• _SELECTED TEXT_
# # # # # # #

# Deactivate your account



## Morrus (Aug 16, 2019)

You can deactivate your account at the following link (this is in your account settings):

_Non-functional link removed.  ~Umbran_

We can't do it for you. You have to do it yourself.  Account deactivation is permanent and cannot be undone.


----------



## Tony Vargas (Nov 18, 2019)

What does that accomplish?  Do your posts vanish?


----------



## CapnZapp (Apr 8, 2020)

An uneducated guess, @Tony Vargas : It scrambles your password and recovery email so you can never ever log back in, and deactivates your profile, making your username unclickable. Others can't easily search for that user's contributions (though googling the user still works of course). It doesn't remove or hide any of your posts, as far as I'm aware (which I think is a good thing, since mass deletion of posts could wreak havoc): _"once on the internet always on the internet"_.


----------



## Blue (Apr 8, 2020)

Tony Vargas said:


> What does that accomplish?  Do your posts vanish?




We had it recently for lowkey13.  For two weeks or so his profile was still there, but his name was struck out on it and in posts.  After that, his profile disappeared, his name was no longer struck out but it was not a link to a profile, and his comment changed to "Guest".


----------



## Lanefan (Apr 8, 2020)

Blue said:


> We had it recently for lowkey13.  For two weeks or so his profile was still there, but his name was struck out on it and in posts.  After that, his profile disappeared, his name was no longer struck out but it was not a link to a profile, and his comment changed to "Guest".



I was wondering why that line through his name went away - I thought maybe it meant he'd stealth-reactivated his account.  Good to know.


----------



## Blue (Apr 8, 2020)

# # # # # # #

• _DATASET EXTRACT_

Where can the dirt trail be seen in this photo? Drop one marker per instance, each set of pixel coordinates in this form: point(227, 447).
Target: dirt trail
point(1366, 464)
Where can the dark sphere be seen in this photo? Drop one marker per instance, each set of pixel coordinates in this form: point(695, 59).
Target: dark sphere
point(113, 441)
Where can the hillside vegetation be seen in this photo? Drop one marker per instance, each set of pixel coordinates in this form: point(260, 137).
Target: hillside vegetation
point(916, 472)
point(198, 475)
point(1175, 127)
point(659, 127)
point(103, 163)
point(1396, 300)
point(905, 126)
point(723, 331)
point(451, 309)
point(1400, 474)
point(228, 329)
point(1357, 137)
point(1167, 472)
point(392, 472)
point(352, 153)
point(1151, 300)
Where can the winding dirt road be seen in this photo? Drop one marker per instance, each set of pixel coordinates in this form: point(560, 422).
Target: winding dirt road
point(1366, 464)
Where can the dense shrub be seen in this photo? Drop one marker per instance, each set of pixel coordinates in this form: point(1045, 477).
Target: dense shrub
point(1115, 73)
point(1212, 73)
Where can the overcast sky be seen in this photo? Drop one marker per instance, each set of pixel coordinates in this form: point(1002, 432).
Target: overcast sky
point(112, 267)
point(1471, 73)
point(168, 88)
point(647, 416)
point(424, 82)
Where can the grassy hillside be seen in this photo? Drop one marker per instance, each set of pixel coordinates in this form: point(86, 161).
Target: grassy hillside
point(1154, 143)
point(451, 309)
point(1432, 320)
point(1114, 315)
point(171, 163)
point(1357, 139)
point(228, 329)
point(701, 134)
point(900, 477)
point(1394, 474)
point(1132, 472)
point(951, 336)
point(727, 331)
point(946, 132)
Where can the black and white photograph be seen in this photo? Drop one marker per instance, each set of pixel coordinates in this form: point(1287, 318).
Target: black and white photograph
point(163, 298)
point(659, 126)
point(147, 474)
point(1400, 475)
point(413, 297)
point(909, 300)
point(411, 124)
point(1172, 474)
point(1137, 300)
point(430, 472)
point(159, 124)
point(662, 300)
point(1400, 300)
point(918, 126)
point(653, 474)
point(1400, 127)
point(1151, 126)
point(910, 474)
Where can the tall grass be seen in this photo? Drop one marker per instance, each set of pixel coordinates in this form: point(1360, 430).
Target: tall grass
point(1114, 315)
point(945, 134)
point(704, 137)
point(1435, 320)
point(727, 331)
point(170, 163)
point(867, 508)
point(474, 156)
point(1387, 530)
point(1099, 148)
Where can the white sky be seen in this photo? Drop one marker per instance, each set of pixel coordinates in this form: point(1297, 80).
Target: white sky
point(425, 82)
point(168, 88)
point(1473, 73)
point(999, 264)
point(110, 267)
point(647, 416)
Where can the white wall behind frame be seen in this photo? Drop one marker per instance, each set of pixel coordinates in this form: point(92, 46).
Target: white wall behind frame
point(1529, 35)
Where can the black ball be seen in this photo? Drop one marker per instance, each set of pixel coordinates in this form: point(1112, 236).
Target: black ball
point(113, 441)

# # # # # # #

• _TO DO_
1. List each username that heads a post in the account-deactivation thread, naming each one only once.
2. In the account-deactivation thread, print everything from "## Morrus (Aug" down to "(Nov 18, 2019)".
The records that come after the account-deactivation thread are separate material.

• _EXERCISE ANSWERS_
1.
Morrus
Tony Vargas
CapnZapp
Blue
Lanefan

2.
## Morrus (Aug 16, 2019)

You can deactivate your account at the following link (this is in your account settings):

_Non-functional link removed.  ~Umbran_

We can't do it for you. You have to do it yourself.  Account deactivation is permanent and cannot be undone.


----------



## Tony Vargas (Nov 18, 2019)